---------- RECORDS PROVIDED
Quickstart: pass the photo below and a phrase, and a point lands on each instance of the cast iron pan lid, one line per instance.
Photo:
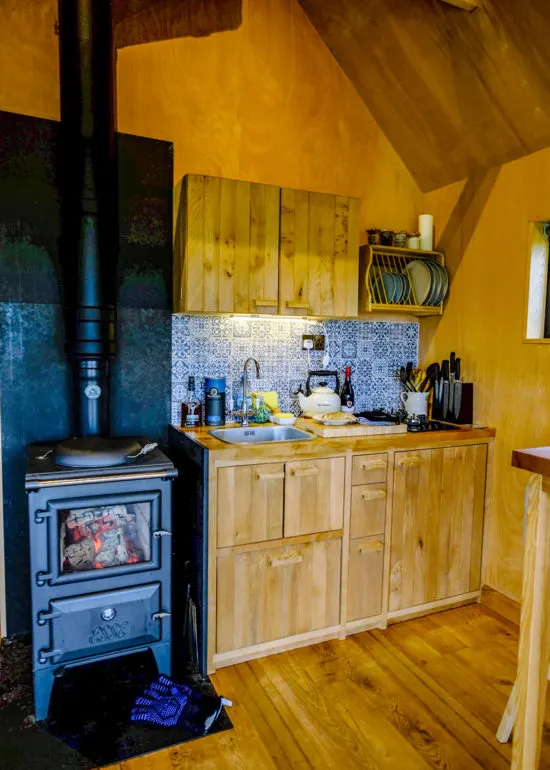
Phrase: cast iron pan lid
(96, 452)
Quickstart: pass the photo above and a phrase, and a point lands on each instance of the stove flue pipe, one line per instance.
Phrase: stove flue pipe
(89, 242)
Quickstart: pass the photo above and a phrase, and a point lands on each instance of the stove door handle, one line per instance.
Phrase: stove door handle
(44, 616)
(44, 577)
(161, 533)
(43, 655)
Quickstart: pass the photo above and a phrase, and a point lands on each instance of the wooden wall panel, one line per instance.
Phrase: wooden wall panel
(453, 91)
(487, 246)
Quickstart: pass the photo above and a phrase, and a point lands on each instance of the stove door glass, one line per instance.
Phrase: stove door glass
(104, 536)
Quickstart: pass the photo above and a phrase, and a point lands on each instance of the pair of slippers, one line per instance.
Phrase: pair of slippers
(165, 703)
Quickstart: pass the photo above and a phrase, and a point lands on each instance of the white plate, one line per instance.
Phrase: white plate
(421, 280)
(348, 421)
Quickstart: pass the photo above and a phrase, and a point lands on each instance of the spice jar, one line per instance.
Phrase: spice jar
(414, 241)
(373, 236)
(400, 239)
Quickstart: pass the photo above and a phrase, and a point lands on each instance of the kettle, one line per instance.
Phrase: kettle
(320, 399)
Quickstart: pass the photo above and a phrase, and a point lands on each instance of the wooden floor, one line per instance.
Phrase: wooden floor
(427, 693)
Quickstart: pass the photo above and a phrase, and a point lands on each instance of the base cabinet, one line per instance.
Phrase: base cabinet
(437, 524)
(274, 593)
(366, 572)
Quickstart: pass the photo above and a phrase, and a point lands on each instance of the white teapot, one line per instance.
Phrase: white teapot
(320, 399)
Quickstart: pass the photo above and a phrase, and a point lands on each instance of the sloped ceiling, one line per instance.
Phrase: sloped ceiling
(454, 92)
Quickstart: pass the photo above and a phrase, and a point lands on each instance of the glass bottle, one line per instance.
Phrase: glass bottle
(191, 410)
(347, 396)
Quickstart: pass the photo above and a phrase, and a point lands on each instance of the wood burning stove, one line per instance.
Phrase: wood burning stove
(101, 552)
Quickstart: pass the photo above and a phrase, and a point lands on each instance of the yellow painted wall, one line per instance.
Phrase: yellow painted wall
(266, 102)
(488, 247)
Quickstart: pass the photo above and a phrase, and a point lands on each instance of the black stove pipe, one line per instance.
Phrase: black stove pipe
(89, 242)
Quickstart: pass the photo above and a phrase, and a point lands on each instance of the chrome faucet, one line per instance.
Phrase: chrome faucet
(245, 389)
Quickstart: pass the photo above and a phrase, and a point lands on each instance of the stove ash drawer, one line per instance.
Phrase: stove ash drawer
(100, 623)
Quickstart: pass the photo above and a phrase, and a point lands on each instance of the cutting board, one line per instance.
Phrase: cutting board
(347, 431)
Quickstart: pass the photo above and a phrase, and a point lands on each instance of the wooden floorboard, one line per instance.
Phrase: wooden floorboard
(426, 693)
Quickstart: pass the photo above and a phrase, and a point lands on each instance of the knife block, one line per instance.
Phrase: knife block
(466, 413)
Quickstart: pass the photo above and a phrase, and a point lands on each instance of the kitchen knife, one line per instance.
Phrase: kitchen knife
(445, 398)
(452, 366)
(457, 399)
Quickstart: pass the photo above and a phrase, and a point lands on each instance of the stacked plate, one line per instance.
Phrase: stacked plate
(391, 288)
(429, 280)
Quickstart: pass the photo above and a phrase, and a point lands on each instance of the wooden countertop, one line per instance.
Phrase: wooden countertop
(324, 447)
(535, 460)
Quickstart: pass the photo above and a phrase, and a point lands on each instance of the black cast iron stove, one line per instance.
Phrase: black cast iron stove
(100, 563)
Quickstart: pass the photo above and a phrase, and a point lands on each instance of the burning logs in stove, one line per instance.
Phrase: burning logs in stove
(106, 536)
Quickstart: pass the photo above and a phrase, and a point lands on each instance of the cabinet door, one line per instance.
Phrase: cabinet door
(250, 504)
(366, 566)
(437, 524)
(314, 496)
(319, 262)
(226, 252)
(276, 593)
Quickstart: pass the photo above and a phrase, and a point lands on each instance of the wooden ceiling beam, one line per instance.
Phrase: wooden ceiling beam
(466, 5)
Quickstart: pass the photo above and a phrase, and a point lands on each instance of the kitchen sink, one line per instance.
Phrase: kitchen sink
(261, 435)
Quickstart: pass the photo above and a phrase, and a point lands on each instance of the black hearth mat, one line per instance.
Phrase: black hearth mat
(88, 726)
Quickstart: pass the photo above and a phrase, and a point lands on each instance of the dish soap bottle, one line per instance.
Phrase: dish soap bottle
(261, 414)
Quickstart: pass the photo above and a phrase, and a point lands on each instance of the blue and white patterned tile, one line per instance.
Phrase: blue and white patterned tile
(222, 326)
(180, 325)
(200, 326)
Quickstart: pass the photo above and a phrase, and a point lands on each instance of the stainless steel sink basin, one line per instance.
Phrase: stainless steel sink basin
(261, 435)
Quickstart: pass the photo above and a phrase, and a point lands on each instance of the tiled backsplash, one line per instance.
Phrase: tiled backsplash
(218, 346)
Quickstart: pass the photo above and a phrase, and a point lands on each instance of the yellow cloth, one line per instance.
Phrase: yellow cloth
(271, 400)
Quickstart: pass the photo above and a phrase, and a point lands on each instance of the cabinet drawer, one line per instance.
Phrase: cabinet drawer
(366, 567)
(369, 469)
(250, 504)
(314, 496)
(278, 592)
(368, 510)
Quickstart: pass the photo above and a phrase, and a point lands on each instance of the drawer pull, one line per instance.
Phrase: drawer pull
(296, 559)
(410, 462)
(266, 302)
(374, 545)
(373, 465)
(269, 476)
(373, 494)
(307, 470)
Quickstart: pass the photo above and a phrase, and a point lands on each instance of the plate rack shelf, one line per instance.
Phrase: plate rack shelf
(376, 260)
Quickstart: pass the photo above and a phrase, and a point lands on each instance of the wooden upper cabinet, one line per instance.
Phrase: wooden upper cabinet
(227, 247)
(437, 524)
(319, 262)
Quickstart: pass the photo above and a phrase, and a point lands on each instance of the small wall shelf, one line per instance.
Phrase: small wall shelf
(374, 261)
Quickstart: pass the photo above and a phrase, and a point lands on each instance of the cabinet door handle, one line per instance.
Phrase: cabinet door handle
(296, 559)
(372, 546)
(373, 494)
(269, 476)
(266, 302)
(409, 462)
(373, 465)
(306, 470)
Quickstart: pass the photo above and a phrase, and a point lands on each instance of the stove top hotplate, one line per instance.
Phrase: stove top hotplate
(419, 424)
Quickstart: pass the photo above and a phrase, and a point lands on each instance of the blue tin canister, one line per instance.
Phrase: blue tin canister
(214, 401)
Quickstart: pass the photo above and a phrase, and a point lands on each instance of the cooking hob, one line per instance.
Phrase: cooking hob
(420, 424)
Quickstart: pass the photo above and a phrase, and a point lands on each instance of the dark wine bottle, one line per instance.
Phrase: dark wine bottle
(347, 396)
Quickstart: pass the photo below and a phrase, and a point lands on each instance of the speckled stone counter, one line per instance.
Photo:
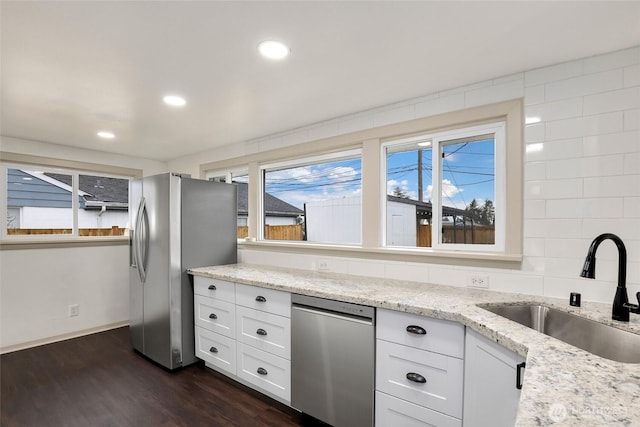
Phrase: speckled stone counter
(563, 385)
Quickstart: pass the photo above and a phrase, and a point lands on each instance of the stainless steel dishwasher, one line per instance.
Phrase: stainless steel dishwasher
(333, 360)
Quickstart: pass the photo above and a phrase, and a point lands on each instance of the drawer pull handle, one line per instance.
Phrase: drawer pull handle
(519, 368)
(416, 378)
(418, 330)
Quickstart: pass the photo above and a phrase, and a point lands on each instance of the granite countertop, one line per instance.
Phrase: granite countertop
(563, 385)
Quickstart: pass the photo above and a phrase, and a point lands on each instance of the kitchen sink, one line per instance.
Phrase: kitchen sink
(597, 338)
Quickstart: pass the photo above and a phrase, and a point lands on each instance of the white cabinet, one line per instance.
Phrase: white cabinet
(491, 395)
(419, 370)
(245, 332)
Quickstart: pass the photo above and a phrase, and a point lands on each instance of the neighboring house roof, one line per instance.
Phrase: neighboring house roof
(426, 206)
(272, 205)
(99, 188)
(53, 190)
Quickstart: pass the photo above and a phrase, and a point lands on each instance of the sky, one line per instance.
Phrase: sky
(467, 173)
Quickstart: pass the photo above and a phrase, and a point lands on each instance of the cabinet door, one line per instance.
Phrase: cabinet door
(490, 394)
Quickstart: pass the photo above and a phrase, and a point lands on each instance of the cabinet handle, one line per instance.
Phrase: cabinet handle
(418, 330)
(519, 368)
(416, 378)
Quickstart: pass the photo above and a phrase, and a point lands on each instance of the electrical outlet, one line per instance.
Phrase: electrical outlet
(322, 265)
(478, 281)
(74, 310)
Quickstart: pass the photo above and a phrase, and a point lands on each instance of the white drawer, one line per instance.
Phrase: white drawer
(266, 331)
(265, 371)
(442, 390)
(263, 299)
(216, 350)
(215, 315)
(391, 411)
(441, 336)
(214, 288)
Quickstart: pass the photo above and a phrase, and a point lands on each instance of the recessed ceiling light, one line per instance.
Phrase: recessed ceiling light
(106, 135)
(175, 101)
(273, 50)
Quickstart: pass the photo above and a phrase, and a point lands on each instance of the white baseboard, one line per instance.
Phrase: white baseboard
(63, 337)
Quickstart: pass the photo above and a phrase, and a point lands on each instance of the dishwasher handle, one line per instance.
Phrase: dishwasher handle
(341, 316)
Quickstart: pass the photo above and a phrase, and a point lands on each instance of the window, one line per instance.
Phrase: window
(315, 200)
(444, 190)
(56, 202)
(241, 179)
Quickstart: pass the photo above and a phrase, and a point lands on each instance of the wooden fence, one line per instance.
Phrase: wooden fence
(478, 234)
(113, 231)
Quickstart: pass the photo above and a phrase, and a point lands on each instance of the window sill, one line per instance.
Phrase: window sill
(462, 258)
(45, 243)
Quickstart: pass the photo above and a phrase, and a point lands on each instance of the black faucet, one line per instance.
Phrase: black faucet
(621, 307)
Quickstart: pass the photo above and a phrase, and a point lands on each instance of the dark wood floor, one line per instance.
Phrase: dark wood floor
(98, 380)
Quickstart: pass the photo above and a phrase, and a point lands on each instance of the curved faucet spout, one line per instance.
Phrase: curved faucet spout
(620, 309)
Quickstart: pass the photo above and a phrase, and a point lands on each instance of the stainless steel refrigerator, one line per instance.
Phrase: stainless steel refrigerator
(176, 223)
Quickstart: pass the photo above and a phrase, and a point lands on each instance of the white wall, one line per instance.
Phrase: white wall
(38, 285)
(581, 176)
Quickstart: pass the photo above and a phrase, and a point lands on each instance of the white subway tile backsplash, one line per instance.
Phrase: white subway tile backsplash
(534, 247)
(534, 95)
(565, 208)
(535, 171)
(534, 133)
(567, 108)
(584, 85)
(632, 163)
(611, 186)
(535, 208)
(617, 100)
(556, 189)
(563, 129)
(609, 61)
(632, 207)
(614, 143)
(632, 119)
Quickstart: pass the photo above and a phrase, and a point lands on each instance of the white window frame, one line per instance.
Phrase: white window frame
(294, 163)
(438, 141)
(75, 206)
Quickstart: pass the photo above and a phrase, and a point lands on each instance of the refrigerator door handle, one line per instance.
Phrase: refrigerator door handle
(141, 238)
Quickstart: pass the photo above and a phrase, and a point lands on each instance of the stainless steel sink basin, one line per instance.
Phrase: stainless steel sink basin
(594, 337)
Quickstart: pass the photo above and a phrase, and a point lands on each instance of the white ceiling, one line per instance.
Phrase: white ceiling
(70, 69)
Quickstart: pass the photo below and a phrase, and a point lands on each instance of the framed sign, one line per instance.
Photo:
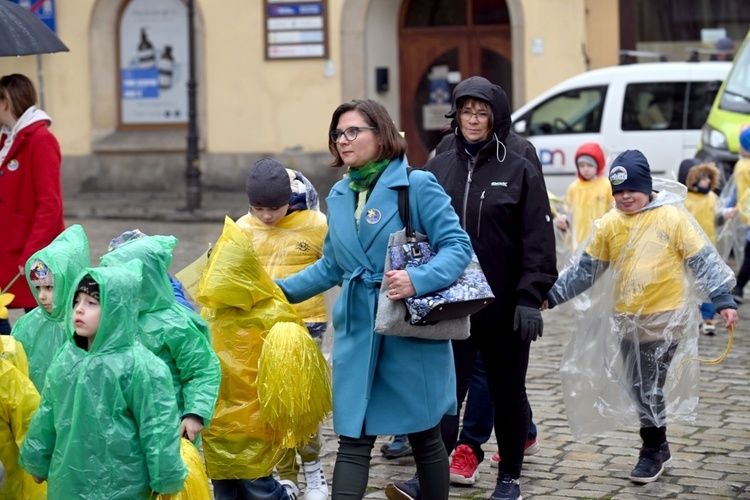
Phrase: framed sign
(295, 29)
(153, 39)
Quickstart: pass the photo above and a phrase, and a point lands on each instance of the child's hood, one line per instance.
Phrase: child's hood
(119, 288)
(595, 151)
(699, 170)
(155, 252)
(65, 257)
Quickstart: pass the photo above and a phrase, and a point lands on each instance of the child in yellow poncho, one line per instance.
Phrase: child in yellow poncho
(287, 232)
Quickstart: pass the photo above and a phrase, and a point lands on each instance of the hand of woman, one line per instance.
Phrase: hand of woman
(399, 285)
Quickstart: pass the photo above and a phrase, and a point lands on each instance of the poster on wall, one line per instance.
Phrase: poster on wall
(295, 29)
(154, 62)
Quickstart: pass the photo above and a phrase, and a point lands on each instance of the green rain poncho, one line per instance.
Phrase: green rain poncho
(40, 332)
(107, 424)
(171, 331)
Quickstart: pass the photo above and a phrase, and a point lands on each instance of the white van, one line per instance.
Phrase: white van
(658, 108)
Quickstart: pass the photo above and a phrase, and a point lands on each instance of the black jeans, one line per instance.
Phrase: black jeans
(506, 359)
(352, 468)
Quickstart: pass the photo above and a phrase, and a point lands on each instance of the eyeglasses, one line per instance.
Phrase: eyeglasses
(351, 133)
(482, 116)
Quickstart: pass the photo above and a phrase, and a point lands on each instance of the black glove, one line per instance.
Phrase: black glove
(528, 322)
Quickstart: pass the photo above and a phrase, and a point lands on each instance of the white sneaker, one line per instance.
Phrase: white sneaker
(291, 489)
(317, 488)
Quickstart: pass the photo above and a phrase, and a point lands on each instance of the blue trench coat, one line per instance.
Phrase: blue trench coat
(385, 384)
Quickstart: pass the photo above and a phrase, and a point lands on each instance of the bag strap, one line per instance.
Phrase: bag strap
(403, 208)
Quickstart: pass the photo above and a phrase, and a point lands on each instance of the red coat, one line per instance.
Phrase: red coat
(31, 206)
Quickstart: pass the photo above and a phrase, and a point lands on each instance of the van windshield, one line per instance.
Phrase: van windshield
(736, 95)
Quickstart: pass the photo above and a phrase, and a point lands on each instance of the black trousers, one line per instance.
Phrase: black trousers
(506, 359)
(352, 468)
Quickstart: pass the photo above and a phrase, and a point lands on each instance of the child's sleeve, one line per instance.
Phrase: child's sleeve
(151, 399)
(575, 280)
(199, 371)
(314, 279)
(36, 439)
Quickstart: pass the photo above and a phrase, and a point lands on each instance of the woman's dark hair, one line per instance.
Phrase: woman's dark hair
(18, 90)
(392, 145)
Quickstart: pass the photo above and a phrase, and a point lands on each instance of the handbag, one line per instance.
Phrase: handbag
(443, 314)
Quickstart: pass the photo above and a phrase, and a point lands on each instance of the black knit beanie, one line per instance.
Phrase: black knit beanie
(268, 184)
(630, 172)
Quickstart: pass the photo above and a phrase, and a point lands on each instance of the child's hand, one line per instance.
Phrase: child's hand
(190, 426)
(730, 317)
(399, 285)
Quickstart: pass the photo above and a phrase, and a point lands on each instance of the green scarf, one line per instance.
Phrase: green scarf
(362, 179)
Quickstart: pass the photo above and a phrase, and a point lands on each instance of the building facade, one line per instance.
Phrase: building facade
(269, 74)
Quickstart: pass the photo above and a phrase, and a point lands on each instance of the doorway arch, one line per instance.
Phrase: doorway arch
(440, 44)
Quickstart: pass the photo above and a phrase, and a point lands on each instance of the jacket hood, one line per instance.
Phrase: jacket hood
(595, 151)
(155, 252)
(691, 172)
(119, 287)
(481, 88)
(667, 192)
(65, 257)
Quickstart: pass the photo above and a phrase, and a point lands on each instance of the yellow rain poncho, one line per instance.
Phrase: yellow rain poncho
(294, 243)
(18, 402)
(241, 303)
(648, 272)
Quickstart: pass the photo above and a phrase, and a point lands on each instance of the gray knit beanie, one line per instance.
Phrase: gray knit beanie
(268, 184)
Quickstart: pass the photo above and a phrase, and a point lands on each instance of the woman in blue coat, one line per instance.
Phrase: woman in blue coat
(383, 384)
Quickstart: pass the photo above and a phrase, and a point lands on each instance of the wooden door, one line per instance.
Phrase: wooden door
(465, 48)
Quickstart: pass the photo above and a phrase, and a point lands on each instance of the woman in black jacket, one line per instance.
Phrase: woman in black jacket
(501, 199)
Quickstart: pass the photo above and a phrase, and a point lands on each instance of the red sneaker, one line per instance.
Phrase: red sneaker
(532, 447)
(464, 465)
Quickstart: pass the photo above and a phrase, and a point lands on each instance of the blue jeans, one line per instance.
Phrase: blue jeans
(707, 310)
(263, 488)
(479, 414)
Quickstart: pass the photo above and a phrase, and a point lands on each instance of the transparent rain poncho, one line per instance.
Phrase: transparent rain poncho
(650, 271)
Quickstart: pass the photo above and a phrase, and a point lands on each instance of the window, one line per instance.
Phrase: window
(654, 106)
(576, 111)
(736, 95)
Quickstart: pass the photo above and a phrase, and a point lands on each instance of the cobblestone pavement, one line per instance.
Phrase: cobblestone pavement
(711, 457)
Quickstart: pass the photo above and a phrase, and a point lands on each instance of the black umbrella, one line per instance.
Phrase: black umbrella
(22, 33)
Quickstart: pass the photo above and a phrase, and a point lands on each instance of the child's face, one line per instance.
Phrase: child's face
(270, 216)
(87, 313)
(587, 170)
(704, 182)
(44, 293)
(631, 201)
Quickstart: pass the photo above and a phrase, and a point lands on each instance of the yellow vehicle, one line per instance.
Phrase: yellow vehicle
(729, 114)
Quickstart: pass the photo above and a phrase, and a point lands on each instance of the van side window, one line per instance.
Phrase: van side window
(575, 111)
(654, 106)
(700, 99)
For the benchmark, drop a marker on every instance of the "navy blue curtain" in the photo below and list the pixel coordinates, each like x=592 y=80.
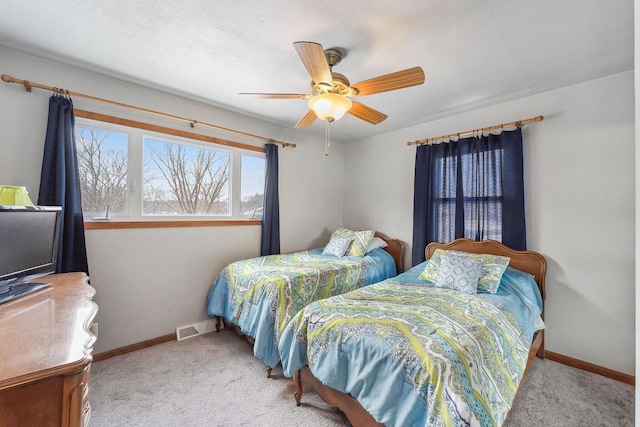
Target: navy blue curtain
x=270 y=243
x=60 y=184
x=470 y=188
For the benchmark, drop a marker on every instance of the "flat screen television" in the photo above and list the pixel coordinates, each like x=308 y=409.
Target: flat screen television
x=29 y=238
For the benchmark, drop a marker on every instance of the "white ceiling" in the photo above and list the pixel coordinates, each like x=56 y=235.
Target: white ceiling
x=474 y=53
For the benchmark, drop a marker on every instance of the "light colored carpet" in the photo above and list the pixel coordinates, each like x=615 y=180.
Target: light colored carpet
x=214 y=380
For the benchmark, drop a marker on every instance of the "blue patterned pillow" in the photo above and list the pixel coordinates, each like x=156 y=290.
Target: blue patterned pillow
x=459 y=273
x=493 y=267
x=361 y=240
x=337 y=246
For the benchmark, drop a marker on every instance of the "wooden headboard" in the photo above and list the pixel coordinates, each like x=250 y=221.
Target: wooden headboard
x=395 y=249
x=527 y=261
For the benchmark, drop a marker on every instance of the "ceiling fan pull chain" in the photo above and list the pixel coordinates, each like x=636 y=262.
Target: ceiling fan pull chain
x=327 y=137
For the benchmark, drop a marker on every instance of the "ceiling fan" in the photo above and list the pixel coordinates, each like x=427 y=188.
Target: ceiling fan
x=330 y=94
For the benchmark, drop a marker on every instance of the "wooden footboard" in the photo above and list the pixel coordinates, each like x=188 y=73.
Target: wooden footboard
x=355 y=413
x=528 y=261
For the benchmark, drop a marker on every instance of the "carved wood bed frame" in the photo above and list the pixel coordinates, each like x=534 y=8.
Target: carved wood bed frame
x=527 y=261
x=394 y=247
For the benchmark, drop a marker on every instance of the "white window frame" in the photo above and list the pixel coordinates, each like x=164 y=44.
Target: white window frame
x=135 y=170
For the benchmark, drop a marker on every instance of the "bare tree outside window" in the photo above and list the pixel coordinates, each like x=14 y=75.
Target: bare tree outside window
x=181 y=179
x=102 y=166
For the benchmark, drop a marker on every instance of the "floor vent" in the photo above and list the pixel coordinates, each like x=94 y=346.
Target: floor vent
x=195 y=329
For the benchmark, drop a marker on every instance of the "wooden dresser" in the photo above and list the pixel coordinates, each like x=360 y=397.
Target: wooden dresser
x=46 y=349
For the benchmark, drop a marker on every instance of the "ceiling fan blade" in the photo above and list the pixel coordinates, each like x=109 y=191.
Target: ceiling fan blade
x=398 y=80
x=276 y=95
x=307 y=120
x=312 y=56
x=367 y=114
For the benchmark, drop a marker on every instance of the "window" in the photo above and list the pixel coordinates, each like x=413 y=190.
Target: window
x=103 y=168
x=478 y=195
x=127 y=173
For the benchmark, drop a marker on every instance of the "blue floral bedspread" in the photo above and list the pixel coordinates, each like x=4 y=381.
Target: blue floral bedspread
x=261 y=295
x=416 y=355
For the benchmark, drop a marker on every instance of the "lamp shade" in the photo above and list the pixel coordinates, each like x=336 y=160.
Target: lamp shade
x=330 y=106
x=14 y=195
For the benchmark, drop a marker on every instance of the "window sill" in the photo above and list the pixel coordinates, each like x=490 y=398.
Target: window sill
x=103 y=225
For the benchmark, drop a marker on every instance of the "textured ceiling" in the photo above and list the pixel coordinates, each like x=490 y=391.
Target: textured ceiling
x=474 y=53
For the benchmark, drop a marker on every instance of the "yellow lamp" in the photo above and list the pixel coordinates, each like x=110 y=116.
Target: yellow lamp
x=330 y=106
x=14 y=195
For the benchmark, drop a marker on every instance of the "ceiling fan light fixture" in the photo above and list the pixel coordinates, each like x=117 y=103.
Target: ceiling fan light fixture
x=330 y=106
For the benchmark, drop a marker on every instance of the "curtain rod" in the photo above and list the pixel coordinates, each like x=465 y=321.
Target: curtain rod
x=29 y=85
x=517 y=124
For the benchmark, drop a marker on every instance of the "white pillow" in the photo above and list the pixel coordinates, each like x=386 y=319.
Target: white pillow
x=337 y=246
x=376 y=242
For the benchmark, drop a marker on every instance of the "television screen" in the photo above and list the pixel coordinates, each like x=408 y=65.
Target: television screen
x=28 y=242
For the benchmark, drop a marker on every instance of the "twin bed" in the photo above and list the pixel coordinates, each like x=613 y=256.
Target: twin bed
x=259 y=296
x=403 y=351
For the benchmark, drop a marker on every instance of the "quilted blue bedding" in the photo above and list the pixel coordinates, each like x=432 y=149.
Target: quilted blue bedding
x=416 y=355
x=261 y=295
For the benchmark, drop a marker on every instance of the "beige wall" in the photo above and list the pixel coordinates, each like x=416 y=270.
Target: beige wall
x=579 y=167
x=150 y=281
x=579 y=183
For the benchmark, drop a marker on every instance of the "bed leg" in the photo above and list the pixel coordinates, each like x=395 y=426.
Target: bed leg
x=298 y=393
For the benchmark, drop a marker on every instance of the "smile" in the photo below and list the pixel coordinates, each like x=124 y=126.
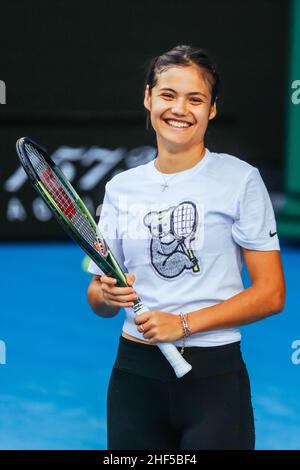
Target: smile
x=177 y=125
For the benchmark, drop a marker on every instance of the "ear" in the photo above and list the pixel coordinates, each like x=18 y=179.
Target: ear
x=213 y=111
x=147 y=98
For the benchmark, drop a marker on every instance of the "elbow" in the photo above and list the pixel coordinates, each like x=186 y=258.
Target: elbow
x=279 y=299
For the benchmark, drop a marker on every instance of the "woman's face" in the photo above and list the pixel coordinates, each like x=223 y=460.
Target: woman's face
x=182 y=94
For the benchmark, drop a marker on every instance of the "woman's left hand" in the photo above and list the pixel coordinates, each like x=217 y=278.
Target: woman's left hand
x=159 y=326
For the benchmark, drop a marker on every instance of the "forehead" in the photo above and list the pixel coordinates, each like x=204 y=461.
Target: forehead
--------------------
* **WORK TO COMPLETE**
Rewrite everything from the line containing "like x=636 y=262." down to the line containing "x=135 y=170", with "Target" replaced by "Label" and nothing else changed.

* **FINISHED ANSWER**
For the benchmark, drop a marker on every instance of the "ceiling fan pull chain" in the photo above and list the pixel coordinates, each like x=636 y=262.
Label: ceiling fan pull chain
x=327 y=137
For the benchmark, drop a marker on every instance of the "ceiling fan" in the photo above and list the pixel coordinates, each like x=427 y=188.
Label: ceiling fan
x=330 y=94
For the benchmark, drop a marker on every instance of the "wooden footboard" in the photo above and list the pixel coordinates, each like x=188 y=73.
Label: wooden footboard
x=355 y=413
x=528 y=261
For the benchmark, drop a marker on every instance of the "carved wood bed frame" in the photo above and list the pixel coordinates, each like x=534 y=8.
Label: carved wood bed frame
x=527 y=261
x=394 y=247
For the benchmark, drop a marker on every instance of the "white window frame" in the photo above and list the pixel coordinates, each like x=164 y=44.
Label: white window frame
x=135 y=170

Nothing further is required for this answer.